─── SOURCE DOCUMENT

The press release reports that " ailing mothers, even for short periods oaf time can result in overwhelming debt and loss of child custody." Among the findings are:
- Mothers often plead guilty in exchange for probation in order to return to their children. Then the mothers find that the local child protective service has taken custody of the children without any input from the mother.
-Jail visitation policies often prohibit in person visits replacing visitation with phone or video visits which are often cost prohibitive.
-Bail is excessive for most mothers virtually eliminating their chance for release pre-trial. Even if they raise needed bail the financial cost often impoverishes the family.
Because of Oklahoma's record of incarcerating women at high rates, the National Council for Incarcerated and Formerly Incarcerated Women is holding its conference "Free Her" in Tulsa this weekend.
Sunday, September 9, 2018
Between August 21 and today, a nationwide prison strike has been in progress. Incarcerated individuals across the nation have protested in various ways. Some stopped working their often grueling jobs that pay two to three dollars a day, sometimes less. Others have engaged in hunger strikes while many refused to purchase items from the prison commissaries. Commissaries charge hugely inflated prices. Strikers are particularly courageous as prison retaliation can be fierce, including solitary confinement.
One of the major issues that prompted the protests is the poor quality and often dangerous food served to the prisons. A Center for Disease Control study found that incarcerated people are more than six times more likely to get a food borne illness than other individuals. Many states' prison food does not meet the state's own minimal nutritional standards. The privatization of prisons, and prison food delivery has made conditions even worse as the quality of food deteriorates to make prisons and private corporations more profitable.
Other concerns include ending forced labor, creating humane prison living conditions and developing prison policies that prioritize the humanity of the incarcerated.
Thursday, August 23, 2018
Florida's Lowell Correctional Institution for Women is infamous for human rights abuses. Recently a convening was held in Florida giving formerly incarcerated women and their families an opportunity to tell Justice Department investigators of the brutalities they experienced at the prison at the hands of the guards. They described rape, assault and drug smuggling by officer as routine.
The investigation into possible constitutional violations began in July . Lowell has the second largest women's population in the country. One family reports that their daughter is verbally and physically attacked by corrections officers. The Miami Herald helped expose the human rights violations in a report Beyond Punishment. The paper followed up reporting on the meeting that occurred with Federal Investigators.
"DOJ representatives said they are focusing on whether the Florida Department of Corrections has ignored, covered up or dismissed widespread complaints of sexual misconduct by officers, administrators and staff." One woman reported being in isolation for 65 days following a report of sexual assault by a corrections officer. This punishment for reporting assault is common in many women's prisons.
Laura Cowell, an attorney with the Justice Department, said that the inquiry was not a criminal one. She said that should violations be found DOJ would work with prison officials to address "deficiencies". Leaving unanswered why the investigation is not criminal and what power will DOJ have in stopping the abuses without the power of arrest. Attorney Cowell tried to assure the audience "that retaliation would not be tolerated by the Department of Justice, pointing out that it is against the law for anyone to impede a federal investigation." So is sexual assault, drug distribution and other horrors going on inside Lowell.

──────
─── INFORMATION

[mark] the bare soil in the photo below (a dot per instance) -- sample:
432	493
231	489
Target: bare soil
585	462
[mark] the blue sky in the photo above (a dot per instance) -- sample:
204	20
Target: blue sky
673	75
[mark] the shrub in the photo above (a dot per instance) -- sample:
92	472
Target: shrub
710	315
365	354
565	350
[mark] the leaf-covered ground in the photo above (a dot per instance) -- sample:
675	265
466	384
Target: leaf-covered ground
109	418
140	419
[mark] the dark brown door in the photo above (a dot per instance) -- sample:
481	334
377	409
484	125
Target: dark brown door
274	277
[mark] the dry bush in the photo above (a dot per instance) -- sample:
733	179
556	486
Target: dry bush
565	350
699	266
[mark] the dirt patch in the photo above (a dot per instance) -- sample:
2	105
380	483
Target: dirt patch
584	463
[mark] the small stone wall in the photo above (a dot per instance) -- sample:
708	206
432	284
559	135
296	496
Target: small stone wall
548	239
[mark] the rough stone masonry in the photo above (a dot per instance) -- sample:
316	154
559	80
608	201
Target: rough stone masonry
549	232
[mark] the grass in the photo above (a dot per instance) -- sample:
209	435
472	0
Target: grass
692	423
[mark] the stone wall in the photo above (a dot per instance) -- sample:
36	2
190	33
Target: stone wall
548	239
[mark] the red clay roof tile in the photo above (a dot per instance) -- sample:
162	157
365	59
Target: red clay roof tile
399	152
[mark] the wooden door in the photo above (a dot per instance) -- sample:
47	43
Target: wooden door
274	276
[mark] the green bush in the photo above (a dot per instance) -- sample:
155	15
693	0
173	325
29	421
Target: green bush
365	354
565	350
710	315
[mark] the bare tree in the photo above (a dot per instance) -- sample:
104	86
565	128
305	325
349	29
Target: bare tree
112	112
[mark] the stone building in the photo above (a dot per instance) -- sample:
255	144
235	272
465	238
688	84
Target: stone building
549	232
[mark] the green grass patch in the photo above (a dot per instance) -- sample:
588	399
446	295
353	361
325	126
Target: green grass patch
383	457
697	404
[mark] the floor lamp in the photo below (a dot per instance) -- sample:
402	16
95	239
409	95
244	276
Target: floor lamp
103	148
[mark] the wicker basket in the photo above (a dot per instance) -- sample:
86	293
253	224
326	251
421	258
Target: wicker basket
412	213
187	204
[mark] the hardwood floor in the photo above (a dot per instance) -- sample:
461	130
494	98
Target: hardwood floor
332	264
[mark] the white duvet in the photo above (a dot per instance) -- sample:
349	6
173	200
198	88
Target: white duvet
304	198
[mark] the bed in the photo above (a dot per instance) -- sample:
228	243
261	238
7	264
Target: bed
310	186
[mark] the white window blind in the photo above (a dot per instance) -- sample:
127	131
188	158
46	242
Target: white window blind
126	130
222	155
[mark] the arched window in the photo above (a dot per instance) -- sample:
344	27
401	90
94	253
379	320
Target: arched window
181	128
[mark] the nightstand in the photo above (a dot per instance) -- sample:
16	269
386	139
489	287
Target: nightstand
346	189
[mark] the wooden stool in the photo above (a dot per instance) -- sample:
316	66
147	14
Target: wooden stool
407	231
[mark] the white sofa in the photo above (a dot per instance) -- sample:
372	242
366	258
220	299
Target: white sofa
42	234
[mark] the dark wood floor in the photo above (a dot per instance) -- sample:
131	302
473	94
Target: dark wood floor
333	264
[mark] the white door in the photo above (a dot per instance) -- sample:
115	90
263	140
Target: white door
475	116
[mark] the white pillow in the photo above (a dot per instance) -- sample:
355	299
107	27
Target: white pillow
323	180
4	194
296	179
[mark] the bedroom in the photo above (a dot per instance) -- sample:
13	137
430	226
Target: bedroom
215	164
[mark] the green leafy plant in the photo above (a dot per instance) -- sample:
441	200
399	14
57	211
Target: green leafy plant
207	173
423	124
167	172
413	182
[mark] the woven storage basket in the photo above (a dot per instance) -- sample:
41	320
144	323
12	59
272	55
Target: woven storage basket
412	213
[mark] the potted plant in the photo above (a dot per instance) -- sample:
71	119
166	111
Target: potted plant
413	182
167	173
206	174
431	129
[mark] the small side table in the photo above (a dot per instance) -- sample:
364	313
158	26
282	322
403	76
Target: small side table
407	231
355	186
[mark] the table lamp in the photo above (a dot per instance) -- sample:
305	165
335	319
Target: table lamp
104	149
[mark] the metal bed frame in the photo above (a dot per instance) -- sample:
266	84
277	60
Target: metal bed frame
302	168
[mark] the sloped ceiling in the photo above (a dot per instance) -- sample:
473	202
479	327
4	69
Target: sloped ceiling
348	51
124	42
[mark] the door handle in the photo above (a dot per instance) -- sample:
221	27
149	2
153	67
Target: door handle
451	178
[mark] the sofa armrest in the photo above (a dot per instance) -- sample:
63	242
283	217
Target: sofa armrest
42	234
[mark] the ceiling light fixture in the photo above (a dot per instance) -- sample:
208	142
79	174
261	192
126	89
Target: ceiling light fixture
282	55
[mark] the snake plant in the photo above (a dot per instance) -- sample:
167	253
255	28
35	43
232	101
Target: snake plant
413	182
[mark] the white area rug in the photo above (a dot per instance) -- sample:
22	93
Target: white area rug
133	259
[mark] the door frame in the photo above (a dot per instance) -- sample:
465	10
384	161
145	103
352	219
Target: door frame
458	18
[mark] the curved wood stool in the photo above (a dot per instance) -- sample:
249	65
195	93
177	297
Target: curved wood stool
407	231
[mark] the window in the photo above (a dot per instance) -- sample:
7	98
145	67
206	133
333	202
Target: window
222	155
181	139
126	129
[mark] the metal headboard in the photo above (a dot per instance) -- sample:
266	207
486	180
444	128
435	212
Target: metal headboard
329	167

──────

Summarize the source document on prisons in three sentences.

→ SOLVED EXERCISE:
Jailed mothers face excessive bail, costly phone or video visits in place of in-person visits, and the loss of their children to child protective services without any input from them. A nationwide prison strike that began August 21 protested poor and often dangerous food, forced labor, and inhumane conditions, with strikers stopping work, going on hunger strikes, or refusing to buy from commissaries. At Florida's Lowell Correctional Institution for Women, formerly incarcerated women and their families told Justice Department investigators of routine rape, assault, and drug smuggling by officers, though a department attorney said the inquiry was not a criminal one.